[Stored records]

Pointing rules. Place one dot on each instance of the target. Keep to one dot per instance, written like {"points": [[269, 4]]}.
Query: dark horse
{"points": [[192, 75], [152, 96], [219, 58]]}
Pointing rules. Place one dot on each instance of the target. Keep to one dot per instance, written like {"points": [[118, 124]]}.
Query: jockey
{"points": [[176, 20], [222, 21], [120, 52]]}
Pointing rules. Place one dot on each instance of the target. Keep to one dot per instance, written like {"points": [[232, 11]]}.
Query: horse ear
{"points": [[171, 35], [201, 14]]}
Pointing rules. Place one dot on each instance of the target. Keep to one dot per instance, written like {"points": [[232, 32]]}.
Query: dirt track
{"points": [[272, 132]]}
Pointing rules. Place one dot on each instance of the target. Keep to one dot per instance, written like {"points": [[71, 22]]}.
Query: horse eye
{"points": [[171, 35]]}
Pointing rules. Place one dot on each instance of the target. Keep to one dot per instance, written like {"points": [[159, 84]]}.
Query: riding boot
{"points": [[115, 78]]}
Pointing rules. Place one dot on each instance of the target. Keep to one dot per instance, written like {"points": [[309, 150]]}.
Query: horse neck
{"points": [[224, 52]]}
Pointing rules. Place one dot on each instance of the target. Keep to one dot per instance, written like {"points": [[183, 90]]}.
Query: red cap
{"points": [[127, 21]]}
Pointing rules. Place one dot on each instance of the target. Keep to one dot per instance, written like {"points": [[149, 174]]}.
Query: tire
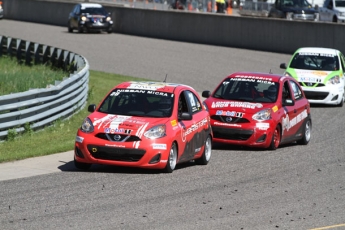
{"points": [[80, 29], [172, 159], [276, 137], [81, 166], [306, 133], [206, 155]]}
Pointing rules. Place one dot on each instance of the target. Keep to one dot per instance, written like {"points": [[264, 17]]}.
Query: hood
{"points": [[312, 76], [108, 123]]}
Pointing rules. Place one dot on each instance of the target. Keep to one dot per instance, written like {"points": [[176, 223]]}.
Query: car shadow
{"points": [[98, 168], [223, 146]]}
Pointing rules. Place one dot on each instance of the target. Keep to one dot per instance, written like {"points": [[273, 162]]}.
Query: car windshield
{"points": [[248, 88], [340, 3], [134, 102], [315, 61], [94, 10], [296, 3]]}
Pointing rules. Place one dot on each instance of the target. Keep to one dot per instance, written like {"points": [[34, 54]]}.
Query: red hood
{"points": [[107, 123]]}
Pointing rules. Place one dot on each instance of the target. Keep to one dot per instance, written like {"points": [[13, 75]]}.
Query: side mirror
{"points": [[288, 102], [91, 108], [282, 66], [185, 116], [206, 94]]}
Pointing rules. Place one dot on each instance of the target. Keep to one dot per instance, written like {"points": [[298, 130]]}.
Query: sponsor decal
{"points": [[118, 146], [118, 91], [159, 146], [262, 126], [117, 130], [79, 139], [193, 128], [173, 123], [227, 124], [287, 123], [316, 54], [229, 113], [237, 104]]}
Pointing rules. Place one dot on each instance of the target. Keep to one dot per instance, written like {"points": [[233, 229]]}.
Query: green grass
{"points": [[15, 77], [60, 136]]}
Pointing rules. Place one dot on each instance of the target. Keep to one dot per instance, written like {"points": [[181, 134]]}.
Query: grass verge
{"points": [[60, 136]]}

---

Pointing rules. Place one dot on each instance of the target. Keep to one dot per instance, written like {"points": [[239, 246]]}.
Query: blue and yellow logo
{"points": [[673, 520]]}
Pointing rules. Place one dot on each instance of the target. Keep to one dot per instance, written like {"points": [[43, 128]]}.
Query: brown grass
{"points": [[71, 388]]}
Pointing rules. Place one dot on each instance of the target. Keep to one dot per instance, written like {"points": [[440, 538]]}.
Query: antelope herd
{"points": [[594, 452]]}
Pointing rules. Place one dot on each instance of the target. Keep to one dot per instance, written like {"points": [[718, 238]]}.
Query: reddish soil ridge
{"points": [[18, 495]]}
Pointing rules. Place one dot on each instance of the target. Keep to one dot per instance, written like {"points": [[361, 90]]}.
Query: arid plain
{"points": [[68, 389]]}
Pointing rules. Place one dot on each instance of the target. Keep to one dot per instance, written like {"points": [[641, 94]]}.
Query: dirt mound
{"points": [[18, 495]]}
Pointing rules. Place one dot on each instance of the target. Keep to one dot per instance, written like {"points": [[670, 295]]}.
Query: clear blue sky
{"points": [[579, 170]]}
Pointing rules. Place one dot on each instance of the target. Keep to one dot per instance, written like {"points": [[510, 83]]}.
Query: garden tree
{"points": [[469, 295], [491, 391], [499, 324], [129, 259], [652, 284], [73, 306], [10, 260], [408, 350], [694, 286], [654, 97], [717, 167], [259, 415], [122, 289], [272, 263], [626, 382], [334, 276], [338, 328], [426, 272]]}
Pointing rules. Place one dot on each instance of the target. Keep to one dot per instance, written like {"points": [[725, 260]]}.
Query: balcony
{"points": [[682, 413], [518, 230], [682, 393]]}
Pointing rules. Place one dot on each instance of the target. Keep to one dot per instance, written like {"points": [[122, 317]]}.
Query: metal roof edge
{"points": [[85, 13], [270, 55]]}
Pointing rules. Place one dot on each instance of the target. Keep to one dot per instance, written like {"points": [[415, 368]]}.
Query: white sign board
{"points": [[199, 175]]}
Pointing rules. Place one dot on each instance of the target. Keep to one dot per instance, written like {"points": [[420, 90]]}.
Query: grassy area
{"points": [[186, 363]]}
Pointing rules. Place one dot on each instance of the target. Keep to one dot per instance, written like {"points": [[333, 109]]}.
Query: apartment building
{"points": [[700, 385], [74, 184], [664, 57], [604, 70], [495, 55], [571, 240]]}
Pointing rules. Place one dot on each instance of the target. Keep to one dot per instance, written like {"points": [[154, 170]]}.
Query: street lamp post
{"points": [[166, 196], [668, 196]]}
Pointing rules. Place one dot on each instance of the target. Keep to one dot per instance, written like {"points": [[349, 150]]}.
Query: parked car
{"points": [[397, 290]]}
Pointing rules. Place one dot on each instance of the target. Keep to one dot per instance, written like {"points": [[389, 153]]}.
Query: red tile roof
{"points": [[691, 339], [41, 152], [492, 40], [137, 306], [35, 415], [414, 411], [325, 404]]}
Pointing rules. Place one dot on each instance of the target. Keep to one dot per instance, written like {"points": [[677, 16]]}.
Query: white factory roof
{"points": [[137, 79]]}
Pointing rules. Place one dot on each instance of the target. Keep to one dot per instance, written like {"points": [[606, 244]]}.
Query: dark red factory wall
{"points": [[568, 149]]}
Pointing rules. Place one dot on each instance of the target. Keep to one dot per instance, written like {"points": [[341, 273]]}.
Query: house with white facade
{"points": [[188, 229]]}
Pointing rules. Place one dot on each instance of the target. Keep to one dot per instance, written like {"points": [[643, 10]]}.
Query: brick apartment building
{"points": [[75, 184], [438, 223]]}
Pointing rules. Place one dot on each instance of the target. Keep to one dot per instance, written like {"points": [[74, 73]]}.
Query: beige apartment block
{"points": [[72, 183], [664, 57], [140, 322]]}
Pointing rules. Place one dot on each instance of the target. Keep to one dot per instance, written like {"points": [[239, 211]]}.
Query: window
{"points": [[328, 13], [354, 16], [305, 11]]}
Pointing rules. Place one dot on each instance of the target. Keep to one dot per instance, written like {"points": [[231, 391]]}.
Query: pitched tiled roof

--

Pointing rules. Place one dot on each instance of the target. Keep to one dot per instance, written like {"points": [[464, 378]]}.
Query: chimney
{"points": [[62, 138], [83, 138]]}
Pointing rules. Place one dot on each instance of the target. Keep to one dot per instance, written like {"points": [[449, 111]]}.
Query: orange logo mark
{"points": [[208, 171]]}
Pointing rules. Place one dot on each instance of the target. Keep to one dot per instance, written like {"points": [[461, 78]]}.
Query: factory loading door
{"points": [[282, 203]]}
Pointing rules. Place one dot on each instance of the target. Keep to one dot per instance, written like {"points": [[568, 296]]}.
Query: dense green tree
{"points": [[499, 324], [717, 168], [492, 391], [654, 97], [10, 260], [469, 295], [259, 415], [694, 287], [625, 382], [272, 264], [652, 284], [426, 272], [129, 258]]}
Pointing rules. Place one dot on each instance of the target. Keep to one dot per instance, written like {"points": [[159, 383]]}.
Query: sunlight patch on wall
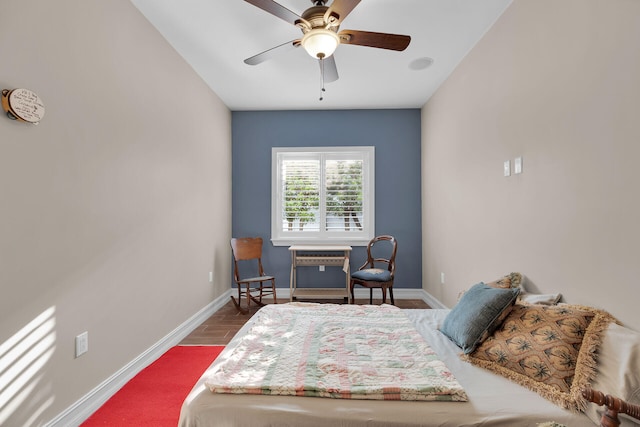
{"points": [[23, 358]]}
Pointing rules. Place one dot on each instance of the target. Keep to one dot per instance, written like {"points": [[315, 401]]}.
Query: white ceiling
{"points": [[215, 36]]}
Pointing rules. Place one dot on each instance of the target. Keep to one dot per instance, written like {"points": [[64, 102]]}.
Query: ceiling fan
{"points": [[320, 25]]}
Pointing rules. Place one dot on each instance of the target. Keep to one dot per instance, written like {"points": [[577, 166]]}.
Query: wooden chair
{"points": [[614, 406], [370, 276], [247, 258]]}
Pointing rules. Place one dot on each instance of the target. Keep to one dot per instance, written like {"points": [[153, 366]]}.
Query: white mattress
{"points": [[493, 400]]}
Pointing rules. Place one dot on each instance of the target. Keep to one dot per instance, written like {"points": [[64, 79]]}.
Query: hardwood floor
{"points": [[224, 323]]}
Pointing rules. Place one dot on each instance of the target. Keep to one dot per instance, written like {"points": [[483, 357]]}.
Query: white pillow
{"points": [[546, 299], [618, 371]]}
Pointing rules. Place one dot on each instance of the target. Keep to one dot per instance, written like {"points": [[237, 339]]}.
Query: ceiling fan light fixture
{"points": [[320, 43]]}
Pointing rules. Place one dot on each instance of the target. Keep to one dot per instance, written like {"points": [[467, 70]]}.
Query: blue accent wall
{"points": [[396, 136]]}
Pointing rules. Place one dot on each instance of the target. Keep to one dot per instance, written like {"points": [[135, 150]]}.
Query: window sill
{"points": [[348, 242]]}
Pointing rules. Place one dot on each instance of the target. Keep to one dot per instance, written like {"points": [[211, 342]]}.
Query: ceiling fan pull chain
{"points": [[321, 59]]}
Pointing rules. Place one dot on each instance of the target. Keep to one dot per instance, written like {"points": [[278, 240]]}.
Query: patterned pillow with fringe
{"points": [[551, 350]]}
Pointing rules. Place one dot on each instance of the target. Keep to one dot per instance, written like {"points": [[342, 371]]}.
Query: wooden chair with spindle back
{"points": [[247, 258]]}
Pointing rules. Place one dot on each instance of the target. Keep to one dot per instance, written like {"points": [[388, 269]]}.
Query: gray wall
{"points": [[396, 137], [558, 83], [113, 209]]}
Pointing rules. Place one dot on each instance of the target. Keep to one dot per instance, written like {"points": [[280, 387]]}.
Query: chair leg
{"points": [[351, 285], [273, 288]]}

- WHAT TO PRODUCE: Identify every line of the records above that contains the word "logo", and copy each of those lines. Treat uppercase and lowercase letters as different.

- ANSWER TO THIS TASK:
Query: blue and yellow logo
Query: orange logo mark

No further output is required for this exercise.